SOURCE PASSAGE –

════════════════

The author self-describes himself as "_Trusted_ Consultant" in the blog's subtitle.

The comic strips illustrating the article do not mention about the permission from identified license provider(s), and are cropped, does not help building trust - at least in my case.

Are they used with authorization from their authors?

[+] boffinism|6 years ago|reply
In what way is this guide 'humble'? Seems fairly self-confidently opinionated to me.
[+] LoSboccacc|6 years ago|reply
> Never store firstname and lastname in the same field

funny, where would you store the middle name then? and the second middle name? married name in cultures where the spouse changes or double it? of course in normal form you need a name table, with an order column, and so on and so long.

anyway, this article goes straight to the notions everyone can fetch on any book and skip the interesting and diffiylcult part about database design, which is understanding your domain so that no future expansion is prevented by a wrong cardinality on a relation that was simplified from reality.

because if it's a user database you might get away with just the name, so you can address people during support calls. if it's an accounting database, you might want to know someone name at the time of invoicing, having multiple records with start and end validity times, and if it's a FBI database for protected identities you might have to have multiple name aliases referring to a single person.

[+] atwebb|6 years ago|reply
Since everyone has to have an opinion and provide it, here's mine, maybe a retitle?

>A humble guide to transactional database schema design

There are a number of things that don't apply to analytical database design and I'm seeing the two confused fairly often, then again, this comes entirely from my point of view so take it for what it's worth.

[+] davedx|6 years ago|reply
I work on an e-commerce platform that's live in about 20 countries. One of the hardest records to normalize correctly is the address, because not only do users have very different rules depending on their country (e.g. not all addresses in Turkey have post codes, GB has some very weird building names/numbers...), we also connect with vendor API's that have their own ideas of how to model an address.

My personal opinion on this is something like address_line_1, address_line_2, city, region, post_code, with each field being varchar(max). Anyone else have an opinion on how to do this?

[+] winrid|6 years ago|reply
Recently I ran into a project where everything is stored in around 3k unique fields, with many levels of nesting, in a JSONB column with NO schema or documentation. Generated JSDOC from the data and I'm hoping to create some kind of schema.

You can use JS on the server. Just don't do it this way ...

[+] ghufran_syed|6 years ago|reply
“Beginning database design” By Clare Churcher is a really accessible book on these issues, very practical (starts off with simple spreadsheet tables!) and takes you through step by step to understanding the problems with and the need for the different levels of normalization.
[+] gigatexal|6 years ago|reply
I’m just here with popcorn and for the comments.

Lucky for me SQL just clicked and when I wrote my first schema third normal form is how it came out more or less so I knew I was on to something.

I would say a study of how the internals of your databases of choice works would help in schema design.

[+] DeathArrow|6 years ago|reply
That's one issue I see with NoSql, data is not normalized and consistency goes out of the window if database is big enough and the volume of data is big enough. That might not matter if you work on a search engine, social network, music suggestion app, but for most business apps and for most websites, having inconsistency is really bad.

════════════════

Rows excerpted from a collection –
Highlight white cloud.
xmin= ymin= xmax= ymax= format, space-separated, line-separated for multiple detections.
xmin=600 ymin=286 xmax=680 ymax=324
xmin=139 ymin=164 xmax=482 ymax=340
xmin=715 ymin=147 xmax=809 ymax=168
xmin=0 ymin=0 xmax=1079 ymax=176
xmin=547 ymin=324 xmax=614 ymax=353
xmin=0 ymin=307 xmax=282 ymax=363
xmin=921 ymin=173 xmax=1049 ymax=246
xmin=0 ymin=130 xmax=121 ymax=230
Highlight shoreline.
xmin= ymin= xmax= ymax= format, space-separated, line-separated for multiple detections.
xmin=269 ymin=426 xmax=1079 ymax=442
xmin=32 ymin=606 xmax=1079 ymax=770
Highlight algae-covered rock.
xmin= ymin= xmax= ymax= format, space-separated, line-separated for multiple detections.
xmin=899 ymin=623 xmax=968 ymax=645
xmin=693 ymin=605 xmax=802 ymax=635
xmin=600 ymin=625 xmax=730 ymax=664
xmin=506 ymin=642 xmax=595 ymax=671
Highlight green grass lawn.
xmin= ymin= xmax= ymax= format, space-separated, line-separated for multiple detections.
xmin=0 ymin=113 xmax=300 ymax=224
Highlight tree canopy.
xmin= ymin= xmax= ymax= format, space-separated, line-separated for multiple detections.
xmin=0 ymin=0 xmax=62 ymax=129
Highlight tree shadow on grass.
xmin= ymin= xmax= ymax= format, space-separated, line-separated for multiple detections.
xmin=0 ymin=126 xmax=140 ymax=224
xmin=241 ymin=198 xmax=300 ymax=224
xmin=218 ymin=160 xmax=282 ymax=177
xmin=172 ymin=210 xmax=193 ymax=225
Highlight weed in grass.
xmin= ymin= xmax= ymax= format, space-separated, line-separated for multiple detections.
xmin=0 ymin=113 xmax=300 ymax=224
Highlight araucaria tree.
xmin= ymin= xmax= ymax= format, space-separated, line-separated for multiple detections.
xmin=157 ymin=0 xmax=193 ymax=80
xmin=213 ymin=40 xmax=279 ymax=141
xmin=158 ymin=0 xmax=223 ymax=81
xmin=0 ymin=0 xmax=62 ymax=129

════════════════

GIVEN TASK A – In the database schema design thread, which address fields does davedx propose, and what type does he give each one?
GIVEN TASK B – Extend the database schema design thread by writing what follows its final comment.

EXERCISE OUTPUT A – He proposes address_line_1, address_line_2, city, region, and post_code, with each field being varchar(max).

EXERCISE OUTPUT B –
On the other hand, having some data denormalized can improve performance as you can avoid expensive joins. It's for designer to see if they need to trade consistency for performance and in what measure. I'd avoid it, I'd prefer to add more servers, use load balancing, use caches.

[+] jonathanstrange|6 years ago|reply
In my programming life I've barely used SQL databases so far, and there is something I've never understood about these recommendations. Maybe someone here can explain that to me.

I thought databases are designed to organize the data optimally internally and execute all operations on them as efficiently as possible. Why do you then need to organize databases so stringently? Doesn't that mean that there is something wrong with how the db works?

To me the advice always seemed similar to bit twiddling instead of relying on the compiler to optimize. Shouldn't the database lay out the data optimally internally?

[+] collyw|6 years ago|reply
My humble opinion is that poor choices in database design are the source of a great deal of technical debt.

I used to avoid making schema changes as they were "scary" (until I got a decent understanding of Django Migrations). Just a quick hack to make up for it in the application layer was far easier. Then another, and another until you have real mess on your hands.

And avoid nulls when you can. Unfortunately most of the time I have had a new database design there is existing data in excel sheets that is messy and you can't avoid it.

[+] FpUser|6 years ago|reply
I've got 2 things to say:

1) There is no "good design". It is always a compromise of trying to satisfy various practical constraints. OLAP vs OLTP probably rings a bell here. And this Last / First name thing is laughable. The complexity of handling all possible human names can be insane. Depending on the goal the proper design can be anything starting from single field and up to some relational structure.

2) The article itself looks like let's just write something up to score some points.

[+] yellowapple|6 years ago|reply
> 4) Never store firstname and lastname in the same field

I have the opposite opinion: unless you have a specific reason why you need to know one's "first name" and "last name" (e.g. to interface with some other system that requires names to be split up like that), just use a single field and stop caring about whether or not the name conforms to your preconceived notions of format and structure.

[+] emmelaich|6 years ago|reply
(fwiw, I like the article, and I find it suitably humble)

Just want to hang a thought here ... depending on the precise definition of First Normal Form, it is either impossible to avoid[0] or impossible to enforce[1] without further constraints.

[0] if definition is "must be rectangular", i.e. all columns have the same number of rows and all rows have the same number of columns.

[1] if the definition includes "do not allow duplicate rows"